----- SOURCE MATERIAL

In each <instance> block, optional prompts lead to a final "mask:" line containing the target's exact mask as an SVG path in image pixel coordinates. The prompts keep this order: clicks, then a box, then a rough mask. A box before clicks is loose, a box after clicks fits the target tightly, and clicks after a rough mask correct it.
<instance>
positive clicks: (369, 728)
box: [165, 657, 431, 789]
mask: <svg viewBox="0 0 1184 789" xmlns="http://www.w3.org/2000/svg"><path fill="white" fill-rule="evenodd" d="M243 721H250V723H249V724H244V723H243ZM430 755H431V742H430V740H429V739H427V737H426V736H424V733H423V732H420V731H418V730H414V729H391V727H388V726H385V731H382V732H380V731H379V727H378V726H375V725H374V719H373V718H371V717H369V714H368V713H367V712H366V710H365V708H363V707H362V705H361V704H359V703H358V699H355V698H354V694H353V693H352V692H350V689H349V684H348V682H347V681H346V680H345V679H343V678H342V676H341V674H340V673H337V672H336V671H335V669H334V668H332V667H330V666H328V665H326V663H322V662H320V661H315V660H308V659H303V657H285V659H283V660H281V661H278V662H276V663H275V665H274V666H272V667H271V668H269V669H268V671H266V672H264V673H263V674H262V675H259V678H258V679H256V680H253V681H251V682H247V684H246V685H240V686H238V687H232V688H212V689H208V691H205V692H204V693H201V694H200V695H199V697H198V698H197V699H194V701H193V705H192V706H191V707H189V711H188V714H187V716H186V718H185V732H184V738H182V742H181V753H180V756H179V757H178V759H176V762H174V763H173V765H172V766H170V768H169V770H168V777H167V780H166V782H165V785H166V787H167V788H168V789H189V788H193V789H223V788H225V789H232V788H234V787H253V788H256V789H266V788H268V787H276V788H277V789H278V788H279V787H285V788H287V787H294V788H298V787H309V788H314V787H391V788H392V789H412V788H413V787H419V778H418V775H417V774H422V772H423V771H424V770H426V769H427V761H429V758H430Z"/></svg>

----------

WORK TO COMPLETE —
Put all of the rows above into a numbered list, leaving out any blank lines.

ANSWER TO THE EXERCISE —
1. In each <instance> block, optional prompts lead to a final "mask:" line containing the target's exact mask as an SVG path in image pixel coordinates. The prompts keep this order: clicks, then a box, then a rough mask. A box before clicks is loose, a box after clicks fits the target tightly, and clicks after a rough mask correct it.
2. <instance>
3. positive clicks: (369, 728)
4. box: [165, 657, 431, 789]
5. mask: <svg viewBox="0 0 1184 789" xmlns="http://www.w3.org/2000/svg"><path fill="white" fill-rule="evenodd" d="M243 721H250V723H249V724H244V723H243ZM430 755H431V742H430V740H429V739H427V737H426V736H424V733H423V732H420V731H418V730H414V729H391V727H388V726H385V731H382V732H380V731H379V727H378V726H375V725H374V719H373V718H371V717H369V714H368V713H367V712H366V710H365V708H363V707H362V705H361V704H359V703H358V699H355V698H354V694H353V693H352V692H350V689H349V684H348V682H347V681H346V680H345V679H343V678H342V676H341V674H340V673H337V672H336V671H335V669H334V668H332V667H330V666H328V665H326V663H322V662H320V661H315V660H308V659H303V657H285V659H283V660H281V661H278V662H276V663H275V665H274V666H272V667H271V668H269V669H268V671H266V672H264V673H263V674H262V675H259V678H258V679H256V680H253V681H251V682H247V684H246V685H240V686H238V687H232V688H212V689H208V691H205V692H204V693H201V694H200V695H199V697H198V698H197V699H194V701H193V705H192V706H191V707H189V711H188V714H187V716H186V718H185V732H184V738H182V742H181V753H180V756H179V757H178V759H176V762H174V763H173V765H172V766H170V768H169V770H168V777H167V780H166V782H165V785H166V787H167V788H168V789H189V788H193V789H223V788H225V789H232V788H234V787H253V788H256V789H266V788H268V787H276V788H277V789H278V788H279V787H285V788H287V787H294V788H298V787H309V788H314V787H391V788H392V789H412V788H413V787H419V778H418V775H417V774H422V772H423V771H424V770H426V769H427V761H429V758H430Z"/></svg>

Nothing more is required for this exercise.